- [What is required]
Write out precisely the lines beginning with the line that contains "trace: snow patch" and ending with the last line of the entries, and no other lines.

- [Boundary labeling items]
+ + +
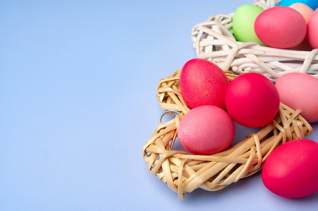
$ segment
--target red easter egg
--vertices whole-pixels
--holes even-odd
[[[225,96],[229,80],[216,64],[205,59],[193,59],[182,67],[180,89],[190,108],[214,105],[225,108]]]
[[[178,127],[179,141],[188,152],[211,155],[228,148],[234,138],[233,120],[216,106],[198,106],[182,117]]]
[[[307,23],[303,16],[288,7],[276,6],[261,13],[254,23],[255,33],[267,46],[290,49],[306,37]]]
[[[318,143],[290,141],[272,152],[262,171],[263,182],[280,196],[297,198],[318,191]]]
[[[225,95],[229,114],[237,123],[259,128],[270,122],[279,108],[279,96],[274,83],[265,76],[249,72],[237,76]]]

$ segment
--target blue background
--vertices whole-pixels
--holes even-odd
[[[179,201],[143,159],[159,80],[196,57],[192,27],[252,3],[1,1],[0,210],[316,209],[318,193],[280,197],[259,174]]]

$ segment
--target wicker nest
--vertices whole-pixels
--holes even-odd
[[[277,4],[276,2],[257,0],[254,4],[268,8]],[[318,50],[281,50],[237,42],[231,30],[232,17],[233,14],[213,16],[197,25],[192,33],[198,57],[219,65],[230,81],[246,72],[263,74],[273,81],[281,74],[290,72],[317,76],[318,71],[314,70],[318,67],[315,64]],[[207,156],[175,150],[179,123],[190,110],[180,92],[180,70],[162,79],[157,91],[160,107],[166,111],[164,114],[176,113],[175,117],[164,123],[161,117],[157,129],[143,148],[149,171],[178,193],[179,199],[184,198],[186,192],[196,189],[217,191],[253,175],[262,169],[268,155],[278,146],[312,133],[311,126],[301,116],[300,110],[280,103],[271,122],[226,151]]]
[[[279,2],[256,0],[254,4],[266,9]],[[198,58],[212,61],[224,70],[239,74],[257,72],[273,81],[289,72],[307,73],[318,77],[318,49],[278,49],[237,41],[232,30],[233,14],[213,15],[193,27],[192,40]]]
[[[161,108],[177,113],[166,122],[160,122],[143,148],[148,169],[183,199],[185,192],[202,188],[220,190],[240,179],[261,170],[264,162],[278,146],[288,141],[304,138],[312,128],[300,114],[282,103],[272,122],[239,143],[211,155],[198,155],[173,149],[181,119],[190,109],[180,92],[180,69],[160,82],[157,95]],[[231,81],[236,75],[226,74]],[[179,115],[180,114],[180,115]]]

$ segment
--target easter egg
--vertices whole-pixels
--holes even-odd
[[[237,41],[252,41],[265,45],[254,31],[255,19],[263,11],[263,8],[253,5],[243,5],[236,9],[233,15],[232,28]]]
[[[318,9],[313,11],[307,24],[307,40],[313,49],[318,49],[318,24],[317,23],[318,23]]]
[[[299,45],[306,37],[307,24],[299,12],[277,6],[264,10],[256,18],[255,33],[267,46],[290,49]]]
[[[294,3],[290,5],[289,7],[299,12],[305,19],[306,23],[308,23],[310,16],[311,16],[312,13],[313,13],[313,10],[311,8],[303,3]],[[299,51],[310,51],[312,48],[308,43],[307,37],[305,36],[305,38],[300,44],[296,47],[291,48],[291,49]]]
[[[309,20],[311,14],[313,13],[313,10],[308,5],[303,3],[294,3],[290,5],[289,7],[296,10],[300,13],[305,19],[306,23],[308,23],[308,21]]]
[[[271,122],[280,104],[274,83],[265,76],[253,72],[238,75],[231,82],[225,103],[233,119],[248,128],[259,128]]]
[[[216,64],[202,59],[185,63],[180,74],[180,92],[190,108],[214,105],[225,108],[225,92],[229,81]]]
[[[265,160],[262,179],[273,193],[298,198],[318,191],[318,143],[299,139],[274,149]]]
[[[289,73],[275,83],[280,101],[301,115],[309,123],[318,121],[318,78],[306,73]]]
[[[293,4],[297,3],[307,5],[313,10],[318,8],[318,1],[316,0],[281,0],[279,6],[289,7]]]
[[[214,106],[197,107],[184,115],[177,129],[179,141],[188,152],[210,155],[228,148],[234,138],[233,120]]]

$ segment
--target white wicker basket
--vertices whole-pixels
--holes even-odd
[[[266,9],[279,2],[256,0],[253,4]],[[192,40],[198,58],[211,61],[223,70],[238,74],[257,72],[273,81],[289,72],[306,73],[318,77],[318,49],[279,49],[237,41],[232,30],[233,14],[213,15],[194,27]]]

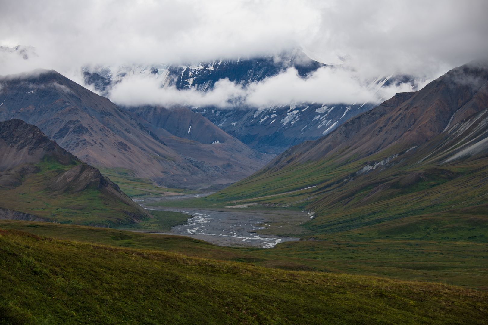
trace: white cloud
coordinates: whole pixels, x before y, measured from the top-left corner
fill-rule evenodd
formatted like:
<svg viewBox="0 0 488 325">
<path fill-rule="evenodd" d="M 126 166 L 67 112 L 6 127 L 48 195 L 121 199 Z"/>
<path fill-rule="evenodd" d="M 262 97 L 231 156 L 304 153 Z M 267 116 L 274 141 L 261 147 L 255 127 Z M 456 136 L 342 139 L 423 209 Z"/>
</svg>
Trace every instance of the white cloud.
<svg viewBox="0 0 488 325">
<path fill-rule="evenodd" d="M 174 86 L 163 87 L 161 83 L 161 79 L 154 75 L 131 75 L 114 86 L 110 98 L 116 104 L 126 106 L 178 103 L 188 106 L 214 105 L 229 108 L 304 101 L 379 102 L 396 93 L 412 90 L 409 83 L 379 87 L 378 83 L 372 84 L 363 80 L 357 73 L 342 66 L 324 66 L 305 78 L 299 76 L 294 68 L 290 68 L 277 76 L 247 86 L 222 79 L 215 83 L 212 91 L 205 93 L 194 90 L 177 90 Z"/>
<path fill-rule="evenodd" d="M 32 45 L 38 55 L 0 53 L 1 75 L 43 68 L 76 76 L 87 64 L 195 62 L 297 46 L 322 62 L 343 63 L 306 80 L 288 70 L 246 89 L 222 81 L 204 95 L 128 78 L 113 94 L 126 102 L 360 102 L 398 90 L 375 93 L 368 84 L 378 76 L 408 75 L 423 82 L 488 52 L 486 0 L 17 0 L 1 6 L 0 45 Z"/>
</svg>

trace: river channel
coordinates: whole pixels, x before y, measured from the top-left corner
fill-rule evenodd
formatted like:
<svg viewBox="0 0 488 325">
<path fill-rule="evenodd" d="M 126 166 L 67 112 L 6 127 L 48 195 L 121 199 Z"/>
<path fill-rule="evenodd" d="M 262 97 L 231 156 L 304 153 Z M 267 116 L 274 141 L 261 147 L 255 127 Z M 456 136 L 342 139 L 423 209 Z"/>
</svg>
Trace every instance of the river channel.
<svg viewBox="0 0 488 325">
<path fill-rule="evenodd" d="M 141 205 L 143 206 L 143 204 Z M 173 227 L 169 233 L 187 236 L 220 246 L 254 246 L 267 249 L 274 247 L 279 243 L 299 239 L 250 232 L 266 228 L 255 226 L 260 223 L 266 226 L 264 223 L 269 219 L 269 214 L 266 213 L 189 208 L 151 207 L 150 209 L 179 211 L 191 215 L 186 224 Z"/>
</svg>

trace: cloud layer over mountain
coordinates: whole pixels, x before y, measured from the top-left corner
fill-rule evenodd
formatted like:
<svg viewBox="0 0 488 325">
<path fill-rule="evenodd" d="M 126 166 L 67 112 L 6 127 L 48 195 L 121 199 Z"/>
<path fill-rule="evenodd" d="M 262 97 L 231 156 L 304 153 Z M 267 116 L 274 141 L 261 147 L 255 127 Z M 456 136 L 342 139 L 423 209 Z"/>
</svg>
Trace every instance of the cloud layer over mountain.
<svg viewBox="0 0 488 325">
<path fill-rule="evenodd" d="M 204 95 L 163 91 L 150 79 L 134 78 L 114 91 L 121 102 L 135 103 L 138 94 L 146 101 L 224 106 L 243 98 L 257 105 L 376 100 L 411 89 L 406 84 L 377 93 L 368 86 L 375 78 L 406 75 L 421 85 L 488 50 L 488 2 L 483 0 L 20 0 L 1 6 L 0 45 L 32 45 L 36 53 L 28 59 L 1 53 L 2 75 L 42 67 L 76 79 L 86 64 L 178 63 L 297 47 L 340 65 L 306 79 L 288 70 L 246 89 L 222 81 Z"/>
</svg>

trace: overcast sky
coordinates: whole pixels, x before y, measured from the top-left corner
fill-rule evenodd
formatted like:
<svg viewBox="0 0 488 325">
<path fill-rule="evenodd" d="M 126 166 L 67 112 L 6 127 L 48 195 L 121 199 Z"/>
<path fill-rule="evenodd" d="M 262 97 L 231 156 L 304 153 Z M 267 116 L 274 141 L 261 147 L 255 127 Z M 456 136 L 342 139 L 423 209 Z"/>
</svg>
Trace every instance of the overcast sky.
<svg viewBox="0 0 488 325">
<path fill-rule="evenodd" d="M 86 64 L 177 63 L 301 48 L 313 58 L 340 66 L 306 79 L 285 71 L 246 90 L 223 82 L 220 93 L 211 95 L 216 99 L 207 95 L 206 100 L 361 101 L 374 95 L 366 80 L 407 74 L 422 85 L 486 56 L 487 14 L 486 0 L 0 0 L 0 45 L 32 45 L 37 55 L 28 60 L 0 55 L 0 74 L 44 68 L 76 78 Z M 171 90 L 158 93 L 141 78 L 127 82 L 126 97 L 132 98 L 126 91 L 135 87 L 145 89 L 153 101 L 183 100 Z M 377 96 L 409 90 L 402 87 Z M 192 96 L 188 102 L 203 100 Z"/>
</svg>

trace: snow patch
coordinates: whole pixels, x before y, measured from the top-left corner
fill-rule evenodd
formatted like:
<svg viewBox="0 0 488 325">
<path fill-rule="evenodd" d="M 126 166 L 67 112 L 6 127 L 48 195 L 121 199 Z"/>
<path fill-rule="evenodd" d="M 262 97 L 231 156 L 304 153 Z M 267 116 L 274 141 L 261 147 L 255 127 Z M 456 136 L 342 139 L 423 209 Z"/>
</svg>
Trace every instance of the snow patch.
<svg viewBox="0 0 488 325">
<path fill-rule="evenodd" d="M 261 119 L 261 120 L 260 120 L 260 121 L 259 121 L 259 123 L 260 123 L 260 124 L 261 124 L 261 123 L 262 122 L 263 122 L 263 121 L 265 120 L 265 119 L 266 119 L 266 118 L 268 118 L 268 117 L 269 117 L 269 115 L 266 115 L 265 116 L 264 116 L 264 117 L 263 117 L 263 118 Z"/>
<path fill-rule="evenodd" d="M 288 113 L 288 114 L 286 115 L 286 116 L 285 118 L 282 119 L 281 121 L 280 121 L 280 122 L 281 122 L 281 123 L 283 124 L 283 126 L 286 125 L 288 122 L 291 122 L 291 121 L 293 120 L 293 119 L 295 118 L 296 117 L 298 117 L 298 116 L 296 116 L 296 115 L 297 113 L 298 113 L 298 112 L 299 112 L 298 111 L 293 111 L 293 112 L 290 112 L 290 113 Z"/>
</svg>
+ + +
- [Result]
trace: snow patch
coordinates: whole pixels, x before y, measured from the top-left corner
fill-rule evenodd
formatted like:
<svg viewBox="0 0 488 325">
<path fill-rule="evenodd" d="M 126 166 L 67 112 L 6 127 L 48 195 L 121 199 Z"/>
<path fill-rule="evenodd" d="M 262 97 L 231 156 L 304 153 Z M 267 116 L 274 141 L 261 147 L 255 127 Z M 456 136 L 342 139 L 423 209 Z"/>
</svg>
Trace every instance of the snow patch.
<svg viewBox="0 0 488 325">
<path fill-rule="evenodd" d="M 261 119 L 261 120 L 260 120 L 260 121 L 259 121 L 259 123 L 260 123 L 260 124 L 261 124 L 261 123 L 262 122 L 263 122 L 263 121 L 265 120 L 265 119 L 266 119 L 266 118 L 268 118 L 268 117 L 269 117 L 269 115 L 266 115 L 265 116 L 264 116 L 264 117 L 263 117 L 263 118 Z"/>
<path fill-rule="evenodd" d="M 288 113 L 288 114 L 286 115 L 286 116 L 285 118 L 282 119 L 281 121 L 280 121 L 280 122 L 281 122 L 281 123 L 283 124 L 283 126 L 286 125 L 288 122 L 291 122 L 291 121 L 293 120 L 293 119 L 295 118 L 296 117 L 298 117 L 298 116 L 296 116 L 296 115 L 297 113 L 298 113 L 298 112 L 299 112 L 298 111 L 293 111 L 293 112 L 290 112 L 290 113 Z"/>
</svg>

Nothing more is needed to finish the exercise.